* Exercise objective *
What is the number of lines in the data below that contain "white"? Reply with the number only.

----------------------------------------

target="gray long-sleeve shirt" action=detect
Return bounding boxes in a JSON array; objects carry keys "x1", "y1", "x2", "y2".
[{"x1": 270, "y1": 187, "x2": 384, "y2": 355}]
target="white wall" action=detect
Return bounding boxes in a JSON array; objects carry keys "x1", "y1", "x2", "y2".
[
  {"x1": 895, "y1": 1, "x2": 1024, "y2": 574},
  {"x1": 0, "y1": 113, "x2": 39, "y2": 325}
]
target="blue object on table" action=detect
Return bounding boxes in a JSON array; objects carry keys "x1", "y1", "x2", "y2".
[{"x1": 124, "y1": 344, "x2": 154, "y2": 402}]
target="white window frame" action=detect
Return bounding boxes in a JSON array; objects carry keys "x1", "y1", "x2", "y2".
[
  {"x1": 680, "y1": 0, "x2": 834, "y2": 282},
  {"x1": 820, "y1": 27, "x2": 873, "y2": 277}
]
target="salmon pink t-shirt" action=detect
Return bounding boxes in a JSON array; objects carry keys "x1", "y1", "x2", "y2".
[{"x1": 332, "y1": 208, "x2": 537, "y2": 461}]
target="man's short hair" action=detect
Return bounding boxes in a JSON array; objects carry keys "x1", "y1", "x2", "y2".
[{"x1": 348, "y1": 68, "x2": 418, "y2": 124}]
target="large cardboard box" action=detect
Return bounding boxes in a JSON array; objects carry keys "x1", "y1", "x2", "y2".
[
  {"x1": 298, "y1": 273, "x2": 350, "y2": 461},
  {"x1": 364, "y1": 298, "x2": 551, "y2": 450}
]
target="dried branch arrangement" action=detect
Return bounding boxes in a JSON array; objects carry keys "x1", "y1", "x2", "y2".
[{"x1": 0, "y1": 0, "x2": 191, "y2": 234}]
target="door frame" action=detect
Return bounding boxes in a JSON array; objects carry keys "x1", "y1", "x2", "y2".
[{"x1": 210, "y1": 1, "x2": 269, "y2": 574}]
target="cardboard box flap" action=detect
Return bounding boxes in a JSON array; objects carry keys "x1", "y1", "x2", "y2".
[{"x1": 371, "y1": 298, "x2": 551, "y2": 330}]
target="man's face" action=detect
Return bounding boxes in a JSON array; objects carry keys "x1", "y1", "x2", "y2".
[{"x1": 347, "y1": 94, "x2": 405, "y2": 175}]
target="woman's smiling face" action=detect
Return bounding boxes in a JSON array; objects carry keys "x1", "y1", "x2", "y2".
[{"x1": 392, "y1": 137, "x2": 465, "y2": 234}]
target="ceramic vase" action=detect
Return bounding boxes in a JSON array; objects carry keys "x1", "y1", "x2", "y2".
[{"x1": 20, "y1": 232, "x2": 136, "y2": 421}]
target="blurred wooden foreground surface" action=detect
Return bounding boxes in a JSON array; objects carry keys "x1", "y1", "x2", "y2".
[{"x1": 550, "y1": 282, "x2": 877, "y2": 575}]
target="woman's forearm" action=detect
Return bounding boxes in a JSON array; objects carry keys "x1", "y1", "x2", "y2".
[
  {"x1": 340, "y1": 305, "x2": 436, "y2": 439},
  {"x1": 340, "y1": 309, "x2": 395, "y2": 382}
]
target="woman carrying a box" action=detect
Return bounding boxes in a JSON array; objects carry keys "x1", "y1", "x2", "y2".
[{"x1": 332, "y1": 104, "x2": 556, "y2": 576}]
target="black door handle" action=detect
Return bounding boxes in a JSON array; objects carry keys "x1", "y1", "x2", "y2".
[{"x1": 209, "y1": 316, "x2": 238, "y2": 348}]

----------------------------------------

* Task response *
2